=== Description of the task ===
Rewrite the records below as a numbered list, omitting any blank lines.

== Material for the task ==

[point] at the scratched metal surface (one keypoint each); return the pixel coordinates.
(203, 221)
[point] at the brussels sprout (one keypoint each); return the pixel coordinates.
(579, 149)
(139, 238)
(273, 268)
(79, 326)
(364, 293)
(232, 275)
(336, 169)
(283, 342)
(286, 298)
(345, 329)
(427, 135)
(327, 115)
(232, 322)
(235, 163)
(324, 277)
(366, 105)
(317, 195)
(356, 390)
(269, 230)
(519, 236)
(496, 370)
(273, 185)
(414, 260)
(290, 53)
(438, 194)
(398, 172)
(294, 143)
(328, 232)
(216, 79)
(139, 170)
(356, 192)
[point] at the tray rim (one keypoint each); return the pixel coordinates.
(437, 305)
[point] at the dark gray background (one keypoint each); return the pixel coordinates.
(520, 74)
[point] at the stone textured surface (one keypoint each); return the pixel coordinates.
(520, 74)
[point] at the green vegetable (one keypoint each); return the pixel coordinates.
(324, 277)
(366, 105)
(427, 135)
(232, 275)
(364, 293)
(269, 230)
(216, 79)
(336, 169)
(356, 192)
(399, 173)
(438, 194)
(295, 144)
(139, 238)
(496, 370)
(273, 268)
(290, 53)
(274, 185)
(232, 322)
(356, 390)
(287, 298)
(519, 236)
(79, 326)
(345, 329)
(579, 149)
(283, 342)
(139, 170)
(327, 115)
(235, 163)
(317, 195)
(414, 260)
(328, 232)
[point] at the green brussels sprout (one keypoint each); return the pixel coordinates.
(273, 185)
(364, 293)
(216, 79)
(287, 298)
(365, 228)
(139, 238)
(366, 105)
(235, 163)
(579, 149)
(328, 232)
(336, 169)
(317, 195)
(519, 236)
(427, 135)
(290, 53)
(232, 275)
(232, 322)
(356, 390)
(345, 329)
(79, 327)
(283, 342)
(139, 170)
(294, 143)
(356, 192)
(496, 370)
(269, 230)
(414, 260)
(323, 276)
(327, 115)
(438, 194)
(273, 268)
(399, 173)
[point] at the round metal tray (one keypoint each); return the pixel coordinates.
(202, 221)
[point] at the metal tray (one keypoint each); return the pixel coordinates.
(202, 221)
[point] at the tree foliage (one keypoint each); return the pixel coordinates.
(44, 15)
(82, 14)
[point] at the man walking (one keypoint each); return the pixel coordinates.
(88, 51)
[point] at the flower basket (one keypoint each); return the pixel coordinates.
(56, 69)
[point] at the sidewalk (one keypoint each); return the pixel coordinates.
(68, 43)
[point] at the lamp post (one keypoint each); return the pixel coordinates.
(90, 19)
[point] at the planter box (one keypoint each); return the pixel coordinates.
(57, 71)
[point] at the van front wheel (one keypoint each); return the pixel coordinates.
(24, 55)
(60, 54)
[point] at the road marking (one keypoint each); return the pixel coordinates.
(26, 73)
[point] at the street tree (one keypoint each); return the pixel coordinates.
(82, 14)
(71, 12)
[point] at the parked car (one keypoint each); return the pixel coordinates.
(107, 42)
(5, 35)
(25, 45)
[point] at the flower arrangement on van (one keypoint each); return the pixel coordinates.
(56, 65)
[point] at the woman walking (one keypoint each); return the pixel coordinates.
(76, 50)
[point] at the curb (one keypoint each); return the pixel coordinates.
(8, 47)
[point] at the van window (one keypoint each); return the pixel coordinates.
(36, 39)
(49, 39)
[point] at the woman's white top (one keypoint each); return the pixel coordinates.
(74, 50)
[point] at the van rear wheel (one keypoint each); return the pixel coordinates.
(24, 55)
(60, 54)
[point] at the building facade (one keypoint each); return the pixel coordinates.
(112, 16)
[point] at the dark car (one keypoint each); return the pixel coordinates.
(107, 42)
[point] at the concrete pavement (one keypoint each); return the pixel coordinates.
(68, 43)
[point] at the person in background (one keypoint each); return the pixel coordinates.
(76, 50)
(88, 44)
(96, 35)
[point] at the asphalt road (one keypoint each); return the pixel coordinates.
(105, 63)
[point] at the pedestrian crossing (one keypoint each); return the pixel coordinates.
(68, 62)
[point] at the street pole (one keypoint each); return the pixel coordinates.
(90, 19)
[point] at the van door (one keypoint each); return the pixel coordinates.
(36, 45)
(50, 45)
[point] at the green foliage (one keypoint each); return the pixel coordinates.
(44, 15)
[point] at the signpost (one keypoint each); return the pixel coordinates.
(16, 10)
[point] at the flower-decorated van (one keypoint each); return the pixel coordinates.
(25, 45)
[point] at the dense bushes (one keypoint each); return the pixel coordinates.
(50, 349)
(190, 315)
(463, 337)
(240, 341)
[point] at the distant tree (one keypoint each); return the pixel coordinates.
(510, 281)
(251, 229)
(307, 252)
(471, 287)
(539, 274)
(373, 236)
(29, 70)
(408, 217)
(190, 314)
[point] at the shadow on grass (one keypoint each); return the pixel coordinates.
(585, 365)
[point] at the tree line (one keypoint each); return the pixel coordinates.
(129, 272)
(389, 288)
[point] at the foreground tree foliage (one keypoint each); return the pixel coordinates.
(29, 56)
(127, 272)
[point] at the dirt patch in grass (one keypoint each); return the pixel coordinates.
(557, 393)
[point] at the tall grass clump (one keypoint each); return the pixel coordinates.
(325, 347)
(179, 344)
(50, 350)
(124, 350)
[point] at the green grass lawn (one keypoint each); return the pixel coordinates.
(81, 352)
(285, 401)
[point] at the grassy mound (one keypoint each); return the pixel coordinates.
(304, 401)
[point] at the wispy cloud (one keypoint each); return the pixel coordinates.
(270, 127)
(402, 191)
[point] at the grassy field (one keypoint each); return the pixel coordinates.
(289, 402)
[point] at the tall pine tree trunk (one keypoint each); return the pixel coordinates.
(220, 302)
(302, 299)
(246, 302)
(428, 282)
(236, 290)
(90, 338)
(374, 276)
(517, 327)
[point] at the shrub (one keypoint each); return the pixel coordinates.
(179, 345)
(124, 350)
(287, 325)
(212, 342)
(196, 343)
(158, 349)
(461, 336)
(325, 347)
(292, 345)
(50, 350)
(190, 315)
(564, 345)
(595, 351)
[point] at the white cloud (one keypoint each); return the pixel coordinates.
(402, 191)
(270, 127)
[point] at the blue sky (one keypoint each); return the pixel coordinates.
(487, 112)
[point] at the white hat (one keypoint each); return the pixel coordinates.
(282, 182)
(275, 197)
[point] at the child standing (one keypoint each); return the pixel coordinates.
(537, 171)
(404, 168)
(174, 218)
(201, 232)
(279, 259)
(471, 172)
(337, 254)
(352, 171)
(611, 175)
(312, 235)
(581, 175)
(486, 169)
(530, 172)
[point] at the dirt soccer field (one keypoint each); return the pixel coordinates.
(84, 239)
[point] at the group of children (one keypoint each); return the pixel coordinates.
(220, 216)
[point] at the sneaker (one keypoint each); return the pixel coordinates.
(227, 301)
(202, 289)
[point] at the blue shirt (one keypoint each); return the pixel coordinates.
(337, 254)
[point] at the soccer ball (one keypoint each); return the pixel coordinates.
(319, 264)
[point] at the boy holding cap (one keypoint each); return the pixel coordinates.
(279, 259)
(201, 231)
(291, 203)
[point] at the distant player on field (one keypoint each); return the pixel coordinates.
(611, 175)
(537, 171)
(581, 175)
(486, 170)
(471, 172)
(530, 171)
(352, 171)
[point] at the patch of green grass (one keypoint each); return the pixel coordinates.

===

=== Task solution ===
1. [point] at the scratched metal surface (one keypoint each); return the pixel coordinates.
2. (203, 221)
3. [point] at the brussels sprout (one keypoint each); return the pixel coordinates.
4. (579, 149)
5. (139, 238)
6. (273, 268)
7. (79, 326)
8. (364, 293)
9. (232, 275)
10. (336, 169)
11. (283, 342)
12. (286, 298)
13. (345, 329)
14. (427, 135)
15. (327, 115)
16. (232, 322)
17. (235, 163)
18. (324, 277)
19. (366, 105)
20. (317, 195)
21. (356, 390)
22. (269, 230)
23. (519, 236)
24. (496, 370)
25. (273, 185)
26. (414, 260)
27. (290, 53)
28. (438, 194)
29. (398, 172)
30. (294, 143)
31. (328, 232)
32. (216, 79)
33. (139, 170)
34. (356, 192)
35. [point] at the tray rim (one keypoint each); return the pixel coordinates.
36. (437, 305)
37. [point] at the dark gray background (one keypoint each); return the pixel coordinates.
38. (520, 74)
39. [point] at the stone textured surface (one keypoint each); return the pixel coordinates.
40. (520, 74)
41. [point] at the green vegetable (one keypoint each); return the pixel coordinates.
42. (324, 277)
43. (366, 105)
44. (427, 135)
45. (232, 275)
46. (364, 293)
47. (269, 230)
48. (216, 79)
49. (336, 169)
50. (356, 192)
51. (399, 173)
52. (438, 194)
53. (295, 144)
54. (139, 238)
55. (496, 370)
56. (273, 268)
57. (290, 53)
58. (274, 185)
59. (232, 322)
60. (356, 390)
61. (287, 298)
62. (519, 236)
63. (79, 326)
64. (345, 329)
65. (579, 149)
66. (283, 342)
67. (139, 170)
68. (327, 115)
69. (235, 163)
70. (317, 195)
71. (414, 260)
72. (328, 232)
73. [point] at the green brussels sprout (one keypoint each); return the pixel coordinates.
74. (273, 185)
75. (364, 293)
76. (216, 79)
77. (287, 298)
78. (365, 228)
79. (139, 238)
80. (366, 105)
81. (235, 163)
82. (579, 149)
83. (328, 232)
84. (336, 169)
85. (317, 195)
86. (519, 236)
87. (427, 135)
88. (290, 53)
89. (232, 275)
90. (232, 322)
91. (356, 390)
92. (345, 329)
93. (79, 327)
94. (283, 342)
95. (139, 170)
96. (294, 143)
97. (356, 192)
98. (496, 370)
99. (269, 230)
100. (414, 260)
101. (323, 276)
102. (327, 115)
103. (438, 194)
104. (273, 268)
105. (399, 173)
106. [point] at the round metal tray (one keypoint each); return the pixel coordinates.
107. (202, 221)
108. [point] at the metal tray (one keypoint each); return the pixel coordinates.
109. (202, 221)
110. [point] at the tree foliage (one keypoint each); return the pixel coordinates.
111. (44, 15)
112. (82, 14)
113. [point] at the man walking (one keypoint each); return the pixel coordinates.
114. (88, 51)
115. [point] at the flower basket (one keypoint each); return the pixel coordinates.
116. (56, 69)
117. [point] at the sidewalk (one keypoint each); return the pixel coordinates.
118. (68, 43)
119. [point] at the lamp post (one keypoint each); return the pixel coordinates.
120. (90, 19)
121. [point] at the planter box (one keypoint each); return the pixel coordinates.
122. (57, 71)
123. [point] at the van front wheel (one keypoint each); return the pixel coordinates.
124. (24, 55)
125. (60, 54)
126. [point] at the road marking (one keypoint each); return the pixel coordinates.
127. (26, 73)
128. [point] at the street tree (one keypoint each); return the pixel coordinates.
129. (82, 14)
130. (71, 12)
131. [point] at the parked car (one keypoint each); return the pixel coordinates.
132. (107, 42)
133. (5, 35)
134. (25, 45)
135. [point] at the flower arrangement on van (one keypoint each); return the pixel coordinates.
136. (56, 65)
137. [point] at the woman walking (one keypoint each); return the pixel coordinates.
138. (76, 50)
139. [point] at the curb (one keypoint each); return the pixel coordinates.
140. (8, 47)
141. [point] at the van window (one keypoint each); return the pixel coordinates.
142. (36, 39)
143. (49, 39)
144. [point] at the woman's white top (one keypoint each); return the pixel coordinates.
145. (74, 50)
146. [point] at the van rear wheel (one keypoint each); return the pixel coordinates.
147. (24, 55)
148. (60, 54)
149. [point] at the building facade (one keypoint each); return the pixel coordinates.
150. (112, 16)
151. [point] at the dark car (one keypoint each); return the pixel coordinates.
152. (107, 42)
153. [point] at the concrete pavement (one keypoint each); return the pixel coordinates.
154. (68, 43)
155. [point] at the person in background (one keypoint each); return the pixel coordinates.
156. (76, 50)
157. (88, 44)
158. (96, 35)
159. [point] at the asphalt road (one keypoint each); return the pixel coordinates.
160. (105, 63)
161. [point] at the pedestrian crossing (one keypoint each); return the pixel coordinates.
162. (68, 62)
163. [point] at the street pole (one keypoint each); return the pixel coordinates.
164. (90, 19)
165. [point] at the van door (one keypoint each); return the pixel coordinates.
166. (36, 45)
167. (50, 45)
168. [point] at the green foliage (one keypoint each); return the pixel coordinates.
169. (44, 15)
170. [point] at the signpost (one keypoint each); return the pixel coordinates.
171. (16, 10)
172. [point] at the flower-decorated van (one keypoint each); return the pixel coordinates.
173. (25, 45)
174. [point] at the dense bushes (one keypoint each); return the pixel coordinates.
175. (50, 349)
176. (190, 315)
177. (463, 337)
178. (240, 341)
179. [point] at the distant tree (one keypoint each); return the pixel coordinates.
180. (510, 281)
181. (251, 229)
182. (307, 252)
183. (471, 287)
184. (539, 274)
185. (373, 236)
186. (29, 70)
187. (408, 217)
188. (190, 314)
189. [point] at the shadow on grass (one keypoint each); return the pixel coordinates.
190. (585, 365)
191. [point] at the tree line (one keypoint each); return the pixel coordinates.
192. (129, 272)
193. (389, 288)
194. [point] at the foreground tree foliage (one keypoint each); return the pixel coordinates.
195. (29, 56)
196. (127, 272)
197. [point] at the dirt patch in grass (one keypoint each); return the pixel coordinates.
198. (557, 393)
199. [point] at the tall grass clump (one keypoint each); return the pixel coordinates.
200. (325, 347)
201. (179, 344)
202. (50, 350)
203. (124, 350)
204. [point] at the green grass lawn (one keypoint each); return the pixel coordinates.
205. (81, 352)
206. (285, 401)
207. [point] at the grassy mound (one keypoint each); return the pixel coordinates.
208. (304, 401)
209. [point] at the wispy cloud (one keypoint each); return the pixel coordinates.
210. (270, 127)
211. (402, 191)
212. [point] at the grassy field (one keypoint each); return the pixel coordinates.
213. (289, 402)
214. [point] at the tall pine tree trunk (one keypoint each); return the pixel coordinates.
215. (220, 302)
216. (302, 299)
217. (246, 302)
218. (428, 282)
219. (236, 290)
220. (90, 338)
221. (374, 276)
222. (517, 327)
223. [point] at the shrub (one keypoint each); return the pixel coordinates.
224. (179, 345)
225. (124, 350)
226. (287, 325)
227. (212, 342)
228. (196, 343)
229. (158, 349)
230. (461, 336)
231. (325, 347)
232. (292, 345)
233. (50, 350)
234. (190, 315)
235. (564, 345)
236. (595, 351)
237. [point] at the white cloud (one keypoint each); return the pixel coordinates.
238. (402, 191)
239. (270, 127)
240. [point] at the blue sky (one keypoint each); return the pixel coordinates.
241. (487, 112)
242. [point] at the white hat (one keypoint each); return the pixel coordinates.
243. (282, 182)
244. (275, 197)
245. [point] at the child standing (one keypoint each); return the pixel coordinates.
246. (537, 171)
247. (404, 168)
248. (174, 218)
249. (201, 232)
250. (279, 259)
251. (471, 172)
252. (337, 254)
253. (352, 171)
254. (611, 175)
255. (312, 235)
256. (581, 175)
257. (486, 169)
258. (530, 172)
259. [point] at the dirt soccer field (one keypoint each); return the pixel coordinates.
260. (84, 239)
261. [point] at the group of children (one keypoint each); return the pixel coordinates.
262. (220, 216)
263. [point] at the sneaker (one keypoint each); return the pixel coordinates.
264. (227, 301)
265. (202, 289)
266. [point] at the blue shirt (one keypoint each); return the pixel coordinates.
267. (337, 254)
268. [point] at the soccer ball (one keypoint each); return the pixel coordinates.
269. (319, 264)
270. [point] at the boy holding cap (one keypoint each); return the pixel coordinates.
271. (279, 259)
272. (201, 231)
273. (291, 203)
274. [point] at the distant player on field (one keypoint each); return the pixel coordinates.
275. (611, 175)
276. (537, 171)
277. (581, 175)
278. (486, 170)
279. (471, 172)
280. (530, 171)
281. (352, 171)
282. [point] at the patch of green grass (one keypoint each); return the pixel coordinates.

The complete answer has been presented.